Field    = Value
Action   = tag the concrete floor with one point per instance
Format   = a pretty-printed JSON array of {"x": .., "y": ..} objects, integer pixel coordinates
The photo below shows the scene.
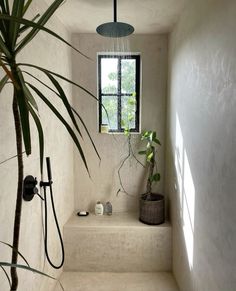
[{"x": 100, "y": 281}]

#####

**EXERCISE:**
Please rewrite the records above with "concrete floor" changed to "wooden floor" and everything else left as it is. Leave the pictures out of your answer.

**EXERCISE SOLUTION:**
Field    = Value
Action   = tag the wooden floor with one point per instance
Format   = a pretty-printed JSON array of {"x": .., "y": ..} objects, integer pixel coordinates
The photo below shows the scene.
[{"x": 100, "y": 281}]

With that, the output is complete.